Everything from the line that contains "Each instance of the window glass" through the last line of the listing must be copied exactly, with both of those lines included and no others.

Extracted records
————————

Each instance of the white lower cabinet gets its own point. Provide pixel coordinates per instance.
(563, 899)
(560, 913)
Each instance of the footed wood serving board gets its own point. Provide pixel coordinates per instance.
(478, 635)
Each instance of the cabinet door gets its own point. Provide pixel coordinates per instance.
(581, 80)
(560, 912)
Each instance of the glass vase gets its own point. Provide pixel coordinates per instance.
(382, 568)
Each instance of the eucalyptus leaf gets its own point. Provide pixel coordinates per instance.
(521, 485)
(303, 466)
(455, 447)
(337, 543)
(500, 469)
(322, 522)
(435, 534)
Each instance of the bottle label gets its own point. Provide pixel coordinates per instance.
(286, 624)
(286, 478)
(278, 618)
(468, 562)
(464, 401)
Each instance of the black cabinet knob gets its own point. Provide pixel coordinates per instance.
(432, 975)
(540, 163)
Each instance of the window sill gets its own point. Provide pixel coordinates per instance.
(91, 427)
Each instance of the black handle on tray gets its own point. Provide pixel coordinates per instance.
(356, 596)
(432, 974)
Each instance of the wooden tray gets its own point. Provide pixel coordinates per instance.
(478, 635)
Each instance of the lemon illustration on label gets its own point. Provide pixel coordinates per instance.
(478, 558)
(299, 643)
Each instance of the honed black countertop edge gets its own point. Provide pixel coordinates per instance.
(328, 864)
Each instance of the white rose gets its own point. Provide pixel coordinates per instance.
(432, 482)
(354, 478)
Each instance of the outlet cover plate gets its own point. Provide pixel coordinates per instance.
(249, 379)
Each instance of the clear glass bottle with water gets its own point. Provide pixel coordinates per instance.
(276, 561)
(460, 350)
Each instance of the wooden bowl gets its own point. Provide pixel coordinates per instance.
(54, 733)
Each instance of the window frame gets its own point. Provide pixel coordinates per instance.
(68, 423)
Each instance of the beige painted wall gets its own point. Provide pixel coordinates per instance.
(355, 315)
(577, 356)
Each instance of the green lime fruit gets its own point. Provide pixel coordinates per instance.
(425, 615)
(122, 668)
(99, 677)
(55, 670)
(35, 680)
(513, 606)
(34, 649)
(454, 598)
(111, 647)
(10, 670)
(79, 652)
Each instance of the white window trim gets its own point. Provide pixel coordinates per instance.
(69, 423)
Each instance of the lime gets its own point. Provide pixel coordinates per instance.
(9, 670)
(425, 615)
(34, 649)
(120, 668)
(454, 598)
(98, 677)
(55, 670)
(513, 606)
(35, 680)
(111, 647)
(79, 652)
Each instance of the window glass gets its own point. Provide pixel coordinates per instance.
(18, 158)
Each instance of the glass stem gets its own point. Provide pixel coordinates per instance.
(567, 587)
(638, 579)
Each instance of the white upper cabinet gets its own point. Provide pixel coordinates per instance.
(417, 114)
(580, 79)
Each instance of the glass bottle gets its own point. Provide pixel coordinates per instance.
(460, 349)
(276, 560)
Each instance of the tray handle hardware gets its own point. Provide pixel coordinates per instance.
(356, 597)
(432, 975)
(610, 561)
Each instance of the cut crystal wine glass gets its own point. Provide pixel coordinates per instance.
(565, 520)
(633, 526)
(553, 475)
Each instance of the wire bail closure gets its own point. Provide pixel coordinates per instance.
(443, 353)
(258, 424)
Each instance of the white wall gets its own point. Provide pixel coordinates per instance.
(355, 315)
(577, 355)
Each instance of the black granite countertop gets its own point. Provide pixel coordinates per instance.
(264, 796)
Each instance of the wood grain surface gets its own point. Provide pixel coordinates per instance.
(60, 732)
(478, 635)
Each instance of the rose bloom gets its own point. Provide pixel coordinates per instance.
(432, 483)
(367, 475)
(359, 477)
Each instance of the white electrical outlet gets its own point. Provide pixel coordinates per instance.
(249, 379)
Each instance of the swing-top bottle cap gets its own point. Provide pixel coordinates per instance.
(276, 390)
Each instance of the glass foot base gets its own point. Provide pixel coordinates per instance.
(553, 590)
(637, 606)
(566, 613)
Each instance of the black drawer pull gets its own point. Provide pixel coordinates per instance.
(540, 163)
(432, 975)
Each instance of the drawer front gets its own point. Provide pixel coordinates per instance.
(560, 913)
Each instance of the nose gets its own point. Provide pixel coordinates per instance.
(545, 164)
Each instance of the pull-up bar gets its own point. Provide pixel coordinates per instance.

————————

**RESPONSE TO THIS EXERCISE:**
Each instance of the window glass gets its own point. Provide pixel coordinates per instance.
(18, 158)
Each instance of the glass stem gets its own point. Provide pixel coordinates per instance.
(567, 587)
(638, 579)
Each instance of the white upper cabinet gets its own point. Provide pixel coordinates per instance.
(417, 114)
(580, 79)
Each instance of the glass bottle gets its own point. Provide pixel coordinates per instance.
(460, 349)
(276, 560)
Each instance of the tray handle hardware gets its own point. Provide pixel coordinates per instance.
(356, 597)
(432, 975)
(610, 561)
Each instance of the cut crystal wine glass gets its own point. Provide pixel coordinates per instance.
(565, 520)
(633, 526)
(553, 475)
Each instance of the wire bail closure gets its own point. Provide pixel coordinates per instance.
(443, 353)
(258, 424)
Each instance of the white wall gets its own point. Provide pixel coordinates per instance.
(355, 315)
(577, 355)
Each instance of the black granite countertop gets its own point. Provide pixel coordinates per instance.
(264, 796)
Each instance of the wood grain surface gets its own point. Provide pixel coordinates per instance.
(60, 732)
(478, 635)
Each instance of the rose bloom gets its own point. Provide pixel coordinates per instance.
(432, 483)
(367, 475)
(359, 477)
Each instance of the white electrical outlet gets its own point. Provide pixel coordinates per instance.
(249, 379)
Each instance of the swing-top bottle cap gets its own point. Provide pixel coordinates per instance.
(276, 390)
Each instance of the glass foot base gets its own point. Provide pixel coordinates per instance.
(553, 590)
(637, 606)
(566, 613)
Each instance of the black drawer pull gets its own point. Provide pixel coordinates per instance.
(540, 163)
(432, 975)
Each instance of the drawer front gets its own point. Provide pixel coordinates per instance.
(560, 913)
Each instance of the nose gets its own point. Provide pixel coordinates per instance.
(545, 164)
Each instance of the pull-up bar gets its own point. Provide pixel coordinates per instance.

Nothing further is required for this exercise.